* Direction 1 *
Decide whether each statement below agrees with the text on neural network loss landscapes. Answer yes or no for each, and quote the words of the text that decide it. (a) The text gives two reasons why loss landscapes are not convex. (b) The worked example is built on three layers. (c) If the relu output is zero both before and after adding ν, changing ν alters the function.

==== Text ====

Why DNN Loss Landscapes aren’t Convex

Introduction

I was speaking to a friend recently about model complexity, when I remarked that model loss landscapes weren’t convex. The loss landscape has “tracks” that you can smoothly change your model’s parameters along without changing its loss:

There’s two reasons why:

Standard neural network architectures allows multiple sets of weights to implement the same “function.”Roughly speaking, imagine increasing a weight in a layer and then reducing the corresponding weights in the next layer.
Model training creates additional directions of travel where different implemented functions perform equally well on the dataset and have the same loss.

Example of case 1:

Let’s say we have two layers, denoted by (W1, b1) and (W2, b2).

Shapes:

$x$ (dim_in)
$w_1$ (dim_in, dim_l1)
$b_1$ (dim_l1)
$w_2$ (dim_l1, dim_l2)
$b_2$ (dim_l2)
$a$ (dim_l1)
$y$ (dim_l2)

$a = relu(x W_1 + b_1)$

$y = a W_2 + b_2$

Writing out the sums:

$a_j = relu(b_{1_j} + \sum_i x_i w_{1_{ij}})$

$y_k = b_{2_k} + \sum_j a_j w_{2_{jk}}$

For a given $c$ , Let’s add $\nu$ to $b_{1_c}$ .

$a_c = relu(b_{1_c} + \left(\sum_i x_i w_{1_{ic}}\right) + \nu)$

$y_k = b_{2_k} + \left(\sum_{j \neq c} a_j w_{2_{jk}} \right) + a_c w_{2_{ck}}$

If $relu(b_{1_j} + \sum_i x_i w_{1_{ij}}) = 0$ and $relu(b_{1_c} + \left(\sum_i x_i w_{1_{ic}}\right) + \nu) = 0$ :

There’s no impact on the function by changing $\nu$ , since the relu kills the change.

If $a_c$ increases by $\nu$ :

We can maintain $y_k$ by reducing $b_{2k}$ by $\nu$ or modifying $w_{2_{ck}}$ .

Things get a little more tricky when part of the $\nu$ increase is cut off by the relu boundary, but you can informally always reduce $b_{2k}$ by the same amount as $a_c$ increases to maintain the same function $y(x)$ .

====

* Direction 2 *
Retype the records starting at the line that contains "In the photo above, where can the player's neck" and continuing through the end of the records, with both ends included.

==== Supplied data ====

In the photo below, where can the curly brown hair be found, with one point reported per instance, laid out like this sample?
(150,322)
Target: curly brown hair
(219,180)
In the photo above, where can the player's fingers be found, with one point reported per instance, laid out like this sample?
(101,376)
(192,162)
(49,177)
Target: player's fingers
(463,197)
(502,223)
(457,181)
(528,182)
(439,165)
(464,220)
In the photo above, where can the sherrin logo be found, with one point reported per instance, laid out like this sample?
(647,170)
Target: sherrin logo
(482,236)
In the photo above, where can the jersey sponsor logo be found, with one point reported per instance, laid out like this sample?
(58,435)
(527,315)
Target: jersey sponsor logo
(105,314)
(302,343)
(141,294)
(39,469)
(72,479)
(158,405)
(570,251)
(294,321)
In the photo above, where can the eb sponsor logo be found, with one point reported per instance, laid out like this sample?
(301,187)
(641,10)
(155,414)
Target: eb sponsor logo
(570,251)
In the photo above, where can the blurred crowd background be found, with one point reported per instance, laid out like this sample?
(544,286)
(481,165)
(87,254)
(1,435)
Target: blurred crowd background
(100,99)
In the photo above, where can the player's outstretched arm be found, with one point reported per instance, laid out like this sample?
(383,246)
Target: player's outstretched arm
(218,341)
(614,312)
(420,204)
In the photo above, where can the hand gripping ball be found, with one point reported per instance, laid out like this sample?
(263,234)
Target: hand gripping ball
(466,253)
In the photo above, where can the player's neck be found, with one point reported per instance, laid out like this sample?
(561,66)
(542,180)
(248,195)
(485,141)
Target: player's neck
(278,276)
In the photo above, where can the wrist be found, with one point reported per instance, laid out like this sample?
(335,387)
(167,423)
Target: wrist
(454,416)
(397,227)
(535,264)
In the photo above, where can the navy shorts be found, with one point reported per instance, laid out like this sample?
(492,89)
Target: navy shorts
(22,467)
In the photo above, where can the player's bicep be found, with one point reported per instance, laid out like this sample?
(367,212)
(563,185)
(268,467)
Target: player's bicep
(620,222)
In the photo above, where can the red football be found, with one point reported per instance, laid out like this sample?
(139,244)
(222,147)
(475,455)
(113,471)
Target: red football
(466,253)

====

* Final answer 1 *
(a) Yes: "There’s two reasons why:"
(b) No: "Let’s say we have two layers, denoted by (W1, b1) and (W2, b2)."
(c) No: "There’s no impact on the function by changing $\nu$ , since the relu kills the change."

* Final answer 2 *
In the photo above, where can the player's neck be found, with one point reported per instance, laid out like this sample?
(561,66)
(542,180)
(248,195)
(485,141)
Target: player's neck
(278,276)
In the photo above, where can the wrist be found, with one point reported per instance, laid out like this sample?
(335,387)
(167,423)
Target: wrist
(454,416)
(397,227)
(535,264)
In the photo above, where can the navy shorts be found, with one point reported per instance, laid out like this sample?
(492,89)
Target: navy shorts
(22,467)
In the photo above, where can the player's bicep be found, with one point reported per instance, laid out like this sample?
(367,212)
(563,185)
(268,467)
Target: player's bicep
(620,222)
In the photo above, where can the red football be found, with one point reported per instance, laid out like this sample?
(139,244)
(222,147)
(475,455)
(113,471)
Target: red football
(466,253)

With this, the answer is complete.